═══ FRAGMENT DOKUMENTU

Babski kurnik – odcinek 31 – Kobieto, oddaj pilota

Babski kurnik – odcinek 31 – Kobieto, oddaj pilota

MUNDIAL – Mistrzostwa Świata w Piłce Nożnej. Czas maksymalnego wytężenia strun głosowych mężczyzn i ciągnącej się w nieskończoność żeńskiej nudy. W wielu związkach ten czas może być ogromnym krachem emocjonalnym, ale czy koniecznie musi tak być?

Według  utartego stereotypu, kobiety nienawidzą piłki nożnej, nie wiedzą czym jest spalony, a piłkarze których znają są bardzo przystojni i można o nich czytać w kolorowych pisemkach –  od dawna wiemy, że w stereotypy nie ma co wierzyć.

Według badań przeprowadzonych przez Master Card wynika, że tylko pięć procent pań ogląda mecz ze względu na atrakcyjność piłkarzy. Drodzy Panowie, kolejna dobra wiadomość dla was: co trzecia kobieta w Polsce ogląda mecze piłkarskie, bo naprawdę jest nimi zainteresowana. Podejrzewam, że najliczniejszy odsetek kobiet w naszym kraju, ogląda mecze, gdyż jest tylko jeden telewizor w domu i  znudzona próbuje zainteresować się zadając pytania: Kto gra? Kto jest lepszy? A co to za drużyna? A czemu nie ma reprezentacji Polski? A dlaczego on dostał żółtą kartę, a ten drugi nie? – doprowadzając mężczyzn do białej gorączki.

══════
═══ DOSTARCZONE POZYCJE

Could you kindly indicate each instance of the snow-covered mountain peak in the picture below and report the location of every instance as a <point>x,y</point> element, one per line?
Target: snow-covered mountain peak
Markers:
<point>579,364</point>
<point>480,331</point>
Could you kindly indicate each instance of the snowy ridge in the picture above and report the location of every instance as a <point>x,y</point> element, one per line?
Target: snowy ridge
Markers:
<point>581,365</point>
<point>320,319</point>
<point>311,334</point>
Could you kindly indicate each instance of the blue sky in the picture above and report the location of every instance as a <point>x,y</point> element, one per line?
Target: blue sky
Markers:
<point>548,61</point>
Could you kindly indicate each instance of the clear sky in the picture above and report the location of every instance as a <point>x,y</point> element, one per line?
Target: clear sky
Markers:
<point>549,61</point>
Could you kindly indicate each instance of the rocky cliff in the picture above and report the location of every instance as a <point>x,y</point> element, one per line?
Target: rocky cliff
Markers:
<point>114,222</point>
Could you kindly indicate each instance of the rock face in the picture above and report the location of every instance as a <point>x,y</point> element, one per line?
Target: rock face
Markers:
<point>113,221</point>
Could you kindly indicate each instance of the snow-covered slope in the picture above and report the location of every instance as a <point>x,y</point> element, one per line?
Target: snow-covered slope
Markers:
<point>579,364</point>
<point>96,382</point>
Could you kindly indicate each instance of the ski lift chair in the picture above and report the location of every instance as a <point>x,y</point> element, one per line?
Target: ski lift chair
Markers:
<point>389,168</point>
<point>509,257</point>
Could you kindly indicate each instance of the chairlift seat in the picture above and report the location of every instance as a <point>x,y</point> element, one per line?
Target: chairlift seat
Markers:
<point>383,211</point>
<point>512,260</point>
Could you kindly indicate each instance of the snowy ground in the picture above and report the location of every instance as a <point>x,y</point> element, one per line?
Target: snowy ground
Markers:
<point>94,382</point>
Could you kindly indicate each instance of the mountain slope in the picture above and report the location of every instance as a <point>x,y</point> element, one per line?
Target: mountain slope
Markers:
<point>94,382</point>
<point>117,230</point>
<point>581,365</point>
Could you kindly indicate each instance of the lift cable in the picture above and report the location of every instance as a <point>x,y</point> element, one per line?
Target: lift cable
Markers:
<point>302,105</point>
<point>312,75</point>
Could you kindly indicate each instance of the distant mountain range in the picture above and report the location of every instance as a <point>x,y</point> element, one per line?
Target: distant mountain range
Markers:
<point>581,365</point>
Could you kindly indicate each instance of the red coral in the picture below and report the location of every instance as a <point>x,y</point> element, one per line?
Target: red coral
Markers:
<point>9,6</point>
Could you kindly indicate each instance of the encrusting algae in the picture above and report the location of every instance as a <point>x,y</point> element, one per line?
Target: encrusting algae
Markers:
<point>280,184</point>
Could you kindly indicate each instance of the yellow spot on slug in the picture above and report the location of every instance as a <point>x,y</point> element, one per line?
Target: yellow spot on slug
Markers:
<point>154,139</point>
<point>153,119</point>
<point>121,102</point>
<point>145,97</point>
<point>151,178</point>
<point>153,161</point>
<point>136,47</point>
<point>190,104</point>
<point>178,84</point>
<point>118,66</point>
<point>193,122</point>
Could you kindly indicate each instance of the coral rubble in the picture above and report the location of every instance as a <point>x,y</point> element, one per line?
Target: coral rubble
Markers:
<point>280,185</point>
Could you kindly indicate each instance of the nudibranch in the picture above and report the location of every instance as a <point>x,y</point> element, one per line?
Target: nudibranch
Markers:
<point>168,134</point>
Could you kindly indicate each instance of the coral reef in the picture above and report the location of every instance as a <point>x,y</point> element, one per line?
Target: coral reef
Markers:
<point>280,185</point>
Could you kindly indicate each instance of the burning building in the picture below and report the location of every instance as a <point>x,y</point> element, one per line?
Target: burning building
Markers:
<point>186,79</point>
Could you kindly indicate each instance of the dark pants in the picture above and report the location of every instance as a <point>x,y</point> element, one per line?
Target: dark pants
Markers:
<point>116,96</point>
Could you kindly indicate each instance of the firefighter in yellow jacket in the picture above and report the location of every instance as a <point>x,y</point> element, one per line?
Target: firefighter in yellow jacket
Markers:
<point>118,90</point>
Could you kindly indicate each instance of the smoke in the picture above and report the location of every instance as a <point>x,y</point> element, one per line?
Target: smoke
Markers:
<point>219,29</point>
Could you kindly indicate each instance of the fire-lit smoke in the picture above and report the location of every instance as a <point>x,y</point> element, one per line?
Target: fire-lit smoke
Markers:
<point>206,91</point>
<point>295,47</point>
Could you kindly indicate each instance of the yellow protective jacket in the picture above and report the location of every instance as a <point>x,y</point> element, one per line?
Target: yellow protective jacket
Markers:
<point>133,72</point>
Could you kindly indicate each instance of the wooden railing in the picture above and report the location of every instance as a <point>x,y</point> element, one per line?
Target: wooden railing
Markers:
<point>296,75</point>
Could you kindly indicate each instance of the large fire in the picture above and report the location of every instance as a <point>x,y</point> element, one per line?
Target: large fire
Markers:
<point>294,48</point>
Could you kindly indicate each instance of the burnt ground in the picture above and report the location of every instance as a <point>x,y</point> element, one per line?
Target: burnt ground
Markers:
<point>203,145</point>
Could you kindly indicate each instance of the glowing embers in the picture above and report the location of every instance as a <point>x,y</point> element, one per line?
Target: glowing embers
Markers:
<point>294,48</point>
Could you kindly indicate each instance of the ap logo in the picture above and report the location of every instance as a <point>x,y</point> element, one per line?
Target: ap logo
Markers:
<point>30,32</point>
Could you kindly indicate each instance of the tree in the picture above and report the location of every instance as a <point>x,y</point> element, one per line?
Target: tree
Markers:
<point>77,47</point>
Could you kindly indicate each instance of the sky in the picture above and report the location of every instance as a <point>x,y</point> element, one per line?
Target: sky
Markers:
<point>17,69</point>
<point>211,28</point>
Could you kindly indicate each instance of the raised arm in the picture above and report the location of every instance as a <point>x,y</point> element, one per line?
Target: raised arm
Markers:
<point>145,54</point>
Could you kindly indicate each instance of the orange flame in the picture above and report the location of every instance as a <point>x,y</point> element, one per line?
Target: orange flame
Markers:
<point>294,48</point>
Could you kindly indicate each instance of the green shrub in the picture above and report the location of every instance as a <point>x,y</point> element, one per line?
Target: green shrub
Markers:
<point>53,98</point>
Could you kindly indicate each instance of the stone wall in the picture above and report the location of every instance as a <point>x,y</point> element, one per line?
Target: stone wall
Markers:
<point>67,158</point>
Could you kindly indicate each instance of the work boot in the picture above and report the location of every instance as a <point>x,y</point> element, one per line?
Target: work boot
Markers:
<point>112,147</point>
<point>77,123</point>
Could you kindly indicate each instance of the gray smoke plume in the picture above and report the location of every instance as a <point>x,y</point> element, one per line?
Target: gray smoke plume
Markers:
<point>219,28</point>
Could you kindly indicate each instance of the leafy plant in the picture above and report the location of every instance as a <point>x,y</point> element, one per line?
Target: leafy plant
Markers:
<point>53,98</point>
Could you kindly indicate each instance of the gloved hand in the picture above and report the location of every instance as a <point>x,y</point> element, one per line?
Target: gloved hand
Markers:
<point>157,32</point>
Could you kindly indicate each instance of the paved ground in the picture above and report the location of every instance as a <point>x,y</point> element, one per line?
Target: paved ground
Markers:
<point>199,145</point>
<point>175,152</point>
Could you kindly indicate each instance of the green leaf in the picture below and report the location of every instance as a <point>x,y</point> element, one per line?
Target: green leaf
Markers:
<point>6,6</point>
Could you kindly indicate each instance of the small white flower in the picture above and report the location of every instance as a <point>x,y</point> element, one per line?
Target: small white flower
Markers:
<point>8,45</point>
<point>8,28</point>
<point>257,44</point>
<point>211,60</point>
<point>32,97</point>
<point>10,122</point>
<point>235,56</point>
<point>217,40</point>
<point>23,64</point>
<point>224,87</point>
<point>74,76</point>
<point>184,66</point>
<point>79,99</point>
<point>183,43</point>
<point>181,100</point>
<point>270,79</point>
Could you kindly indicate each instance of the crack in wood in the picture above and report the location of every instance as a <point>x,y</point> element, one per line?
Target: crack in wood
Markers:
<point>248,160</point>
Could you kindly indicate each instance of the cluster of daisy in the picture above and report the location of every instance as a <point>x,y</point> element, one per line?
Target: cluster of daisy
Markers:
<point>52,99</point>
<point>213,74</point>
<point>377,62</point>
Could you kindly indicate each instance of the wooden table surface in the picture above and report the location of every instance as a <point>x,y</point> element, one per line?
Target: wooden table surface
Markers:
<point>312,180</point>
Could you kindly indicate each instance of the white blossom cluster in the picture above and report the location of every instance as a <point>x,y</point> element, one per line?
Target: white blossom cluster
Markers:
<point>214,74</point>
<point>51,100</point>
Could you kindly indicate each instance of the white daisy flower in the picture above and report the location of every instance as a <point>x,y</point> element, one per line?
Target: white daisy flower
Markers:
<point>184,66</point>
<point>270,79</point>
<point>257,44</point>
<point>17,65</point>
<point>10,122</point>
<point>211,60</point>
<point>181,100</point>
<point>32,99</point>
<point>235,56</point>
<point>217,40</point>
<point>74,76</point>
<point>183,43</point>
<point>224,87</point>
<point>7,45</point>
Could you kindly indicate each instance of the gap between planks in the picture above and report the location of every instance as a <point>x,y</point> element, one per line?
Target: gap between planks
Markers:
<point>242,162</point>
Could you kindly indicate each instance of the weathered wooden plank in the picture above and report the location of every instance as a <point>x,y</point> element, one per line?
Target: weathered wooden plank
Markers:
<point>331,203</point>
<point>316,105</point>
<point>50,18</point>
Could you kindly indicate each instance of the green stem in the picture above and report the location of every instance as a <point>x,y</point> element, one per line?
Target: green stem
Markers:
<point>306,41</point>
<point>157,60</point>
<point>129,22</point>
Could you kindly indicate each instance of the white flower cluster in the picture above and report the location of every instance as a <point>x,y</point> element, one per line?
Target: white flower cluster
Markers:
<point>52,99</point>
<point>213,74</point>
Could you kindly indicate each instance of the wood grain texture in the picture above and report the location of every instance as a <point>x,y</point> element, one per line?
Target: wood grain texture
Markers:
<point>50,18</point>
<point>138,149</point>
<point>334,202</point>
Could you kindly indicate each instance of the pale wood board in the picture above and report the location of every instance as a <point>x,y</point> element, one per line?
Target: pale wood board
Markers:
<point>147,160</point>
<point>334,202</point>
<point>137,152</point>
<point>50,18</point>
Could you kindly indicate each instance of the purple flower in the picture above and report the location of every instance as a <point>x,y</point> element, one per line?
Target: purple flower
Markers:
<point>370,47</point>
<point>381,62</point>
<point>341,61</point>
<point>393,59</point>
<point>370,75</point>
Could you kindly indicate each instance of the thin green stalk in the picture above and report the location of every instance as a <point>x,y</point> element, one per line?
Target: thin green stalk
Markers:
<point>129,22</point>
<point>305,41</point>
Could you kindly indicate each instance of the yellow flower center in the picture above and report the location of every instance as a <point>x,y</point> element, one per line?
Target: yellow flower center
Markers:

══════

● TREŚĆ POLECENIA:
Jaki odsetek kobiet ogląda mecz ze względu na atrakcyjność piłkarzy według badań przywołanych we fragmencie dokumentu?

● ODPOWIEDŹ:
Pięć procent.